**Problem details:** Scan the entries below and say how many lines contain "water". Write only the number.

**Records supplied:**
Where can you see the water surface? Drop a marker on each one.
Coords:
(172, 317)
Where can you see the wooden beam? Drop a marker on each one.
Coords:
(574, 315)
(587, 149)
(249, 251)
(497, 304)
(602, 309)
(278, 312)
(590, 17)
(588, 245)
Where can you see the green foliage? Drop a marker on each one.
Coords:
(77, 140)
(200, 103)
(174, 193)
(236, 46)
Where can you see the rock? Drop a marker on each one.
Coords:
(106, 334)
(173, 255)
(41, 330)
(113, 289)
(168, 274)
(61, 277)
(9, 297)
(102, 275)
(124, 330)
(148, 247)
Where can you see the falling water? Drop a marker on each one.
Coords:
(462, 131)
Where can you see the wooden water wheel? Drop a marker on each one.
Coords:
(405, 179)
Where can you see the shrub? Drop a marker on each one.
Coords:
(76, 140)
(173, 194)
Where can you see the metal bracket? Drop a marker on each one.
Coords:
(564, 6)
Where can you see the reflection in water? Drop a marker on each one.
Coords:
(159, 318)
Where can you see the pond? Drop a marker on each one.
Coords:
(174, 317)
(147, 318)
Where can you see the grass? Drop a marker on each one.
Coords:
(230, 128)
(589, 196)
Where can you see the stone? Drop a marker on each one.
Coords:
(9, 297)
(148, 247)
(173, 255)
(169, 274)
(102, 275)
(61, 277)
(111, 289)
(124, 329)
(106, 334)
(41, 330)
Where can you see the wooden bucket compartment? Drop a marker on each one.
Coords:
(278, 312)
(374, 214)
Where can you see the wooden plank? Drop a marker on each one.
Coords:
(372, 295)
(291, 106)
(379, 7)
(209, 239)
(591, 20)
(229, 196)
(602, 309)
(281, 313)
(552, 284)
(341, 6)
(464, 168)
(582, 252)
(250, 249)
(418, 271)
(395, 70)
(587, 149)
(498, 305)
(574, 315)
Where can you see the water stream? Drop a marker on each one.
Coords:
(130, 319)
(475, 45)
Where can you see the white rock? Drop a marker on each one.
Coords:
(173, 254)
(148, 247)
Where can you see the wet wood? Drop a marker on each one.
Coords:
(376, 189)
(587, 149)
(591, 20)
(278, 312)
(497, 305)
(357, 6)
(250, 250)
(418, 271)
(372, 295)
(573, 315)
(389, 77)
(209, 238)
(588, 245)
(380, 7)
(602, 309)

**Answer below:** 5